- ENUNCIADO
Transcreva sem alterações o trecho do texto sobre Franz Kafka que vai de “Embora no prólogo” até “editor de Leipzig.”.

- DOCUMENTO DE ORIGEM
Como era ser Franz Kafka

Por Darío Villanueva
 


Embora no prólogo e o primeiro capítulo desta biografia se refiram a anos de 1910 e 1911 como os “anos decisivos” aqui referidos em detalhe são os quatro seguintes, até 1915. Durante este interregno, Franz Kafka manteve uma febril atividade literária, de criação e busca de um lugar e um nome na literatura alemã, graças sobretudo à ajuda de Max Brod e à atenção que lhe foi dada por Kurt Wolf, um editor de Leipzig.
 
Com ele publicou seu primeiro livro, Contemplação, ao mesmo tempo em que escrevia versões sucessivas de O desaparecido ou Amerika e de O processo, e enviava para impressão O foguista e, já em plena guerra mundial, A metamorfose. Mas no âmbito pessoal, o escritor mal concilia seu emprego de meio expediente no Instituto de Seguros de Acidentes de Trabalho do Reino da Boêmia, em Praga, com a gestão de uma fábrica familiar de amianto, e inicia seu caso amoroso, principalmente epistolar, com uma menina judia residente em Berlim, Felice Bauer, com quem, em 1914, selou, e depois rompeu, um compromisso de casamento.

- DADOS EXTRAÍDOS
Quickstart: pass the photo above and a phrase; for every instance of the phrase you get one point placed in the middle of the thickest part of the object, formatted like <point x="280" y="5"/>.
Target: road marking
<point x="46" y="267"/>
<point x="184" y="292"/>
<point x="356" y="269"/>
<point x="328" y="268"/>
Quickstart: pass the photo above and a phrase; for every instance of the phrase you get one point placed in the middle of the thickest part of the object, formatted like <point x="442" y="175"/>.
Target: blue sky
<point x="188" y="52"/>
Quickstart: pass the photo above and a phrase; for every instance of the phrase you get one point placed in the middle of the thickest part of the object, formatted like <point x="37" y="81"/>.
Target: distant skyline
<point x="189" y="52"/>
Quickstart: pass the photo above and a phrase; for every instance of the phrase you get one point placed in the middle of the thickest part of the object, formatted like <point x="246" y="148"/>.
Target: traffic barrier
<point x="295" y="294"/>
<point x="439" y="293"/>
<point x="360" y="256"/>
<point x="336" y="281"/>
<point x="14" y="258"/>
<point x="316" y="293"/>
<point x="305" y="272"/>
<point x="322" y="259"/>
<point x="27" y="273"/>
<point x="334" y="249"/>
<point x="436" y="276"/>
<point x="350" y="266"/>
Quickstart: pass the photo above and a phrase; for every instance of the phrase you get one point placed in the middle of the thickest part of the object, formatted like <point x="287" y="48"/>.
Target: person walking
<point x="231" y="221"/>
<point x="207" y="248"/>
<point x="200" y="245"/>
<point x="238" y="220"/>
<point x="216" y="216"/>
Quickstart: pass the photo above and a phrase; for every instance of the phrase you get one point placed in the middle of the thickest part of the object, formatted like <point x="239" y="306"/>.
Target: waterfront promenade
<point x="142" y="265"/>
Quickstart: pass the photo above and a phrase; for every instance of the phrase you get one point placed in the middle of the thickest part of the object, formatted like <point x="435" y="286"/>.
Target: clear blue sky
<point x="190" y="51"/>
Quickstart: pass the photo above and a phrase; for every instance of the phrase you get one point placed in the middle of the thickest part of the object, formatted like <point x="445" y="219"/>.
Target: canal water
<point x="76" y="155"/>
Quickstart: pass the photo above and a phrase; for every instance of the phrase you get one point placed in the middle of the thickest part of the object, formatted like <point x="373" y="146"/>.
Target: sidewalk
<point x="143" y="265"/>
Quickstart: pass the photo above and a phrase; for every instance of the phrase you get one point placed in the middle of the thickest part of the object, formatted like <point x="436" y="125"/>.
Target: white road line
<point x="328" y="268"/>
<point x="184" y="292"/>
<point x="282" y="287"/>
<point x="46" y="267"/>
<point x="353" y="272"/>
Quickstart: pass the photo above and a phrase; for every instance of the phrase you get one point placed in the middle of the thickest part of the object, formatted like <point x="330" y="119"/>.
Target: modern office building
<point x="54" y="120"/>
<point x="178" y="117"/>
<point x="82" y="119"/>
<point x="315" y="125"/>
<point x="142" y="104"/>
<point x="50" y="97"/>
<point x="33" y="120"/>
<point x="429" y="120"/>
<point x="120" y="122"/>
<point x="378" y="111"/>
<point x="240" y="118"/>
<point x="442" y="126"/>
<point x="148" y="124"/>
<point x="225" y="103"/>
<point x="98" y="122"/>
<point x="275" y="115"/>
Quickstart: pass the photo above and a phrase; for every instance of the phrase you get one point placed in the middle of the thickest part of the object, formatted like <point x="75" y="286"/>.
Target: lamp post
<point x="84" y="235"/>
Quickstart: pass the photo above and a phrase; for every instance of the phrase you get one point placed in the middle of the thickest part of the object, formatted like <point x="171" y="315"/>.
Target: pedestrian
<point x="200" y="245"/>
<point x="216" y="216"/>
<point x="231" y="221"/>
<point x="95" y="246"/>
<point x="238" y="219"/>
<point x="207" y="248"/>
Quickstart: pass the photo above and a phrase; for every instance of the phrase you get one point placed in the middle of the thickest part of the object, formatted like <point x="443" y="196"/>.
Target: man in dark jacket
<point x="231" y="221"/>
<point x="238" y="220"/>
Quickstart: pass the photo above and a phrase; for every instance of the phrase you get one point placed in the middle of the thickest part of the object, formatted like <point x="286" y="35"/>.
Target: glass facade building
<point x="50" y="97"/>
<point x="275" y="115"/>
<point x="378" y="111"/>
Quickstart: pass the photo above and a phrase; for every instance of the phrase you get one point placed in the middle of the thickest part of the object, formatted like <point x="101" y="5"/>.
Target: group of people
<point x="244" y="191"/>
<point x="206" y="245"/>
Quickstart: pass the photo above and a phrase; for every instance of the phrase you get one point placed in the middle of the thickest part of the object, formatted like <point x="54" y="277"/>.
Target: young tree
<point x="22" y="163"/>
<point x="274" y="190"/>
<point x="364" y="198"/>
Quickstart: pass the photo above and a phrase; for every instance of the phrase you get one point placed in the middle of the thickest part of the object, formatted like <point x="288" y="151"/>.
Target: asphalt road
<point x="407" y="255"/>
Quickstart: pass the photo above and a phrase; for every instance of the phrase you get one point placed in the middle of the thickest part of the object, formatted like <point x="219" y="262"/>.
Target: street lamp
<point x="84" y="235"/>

- RESOLUÇÃO
Embora no prólogo e o primeiro capítulo desta biografia se refiram a anos de 1910 e 1911 como os “anos decisivos” aqui referidos em detalhe são os quatro seguintes, até 1915. Durante este interregno, Franz Kafka manteve uma febril atividade literária, de criação e busca de um lugar e um nome na literatura alemã, graças sobretudo à ajuda de Max Brod e à atenção que lhe foi dada por Kurt Wolf, um editor de Leipzig.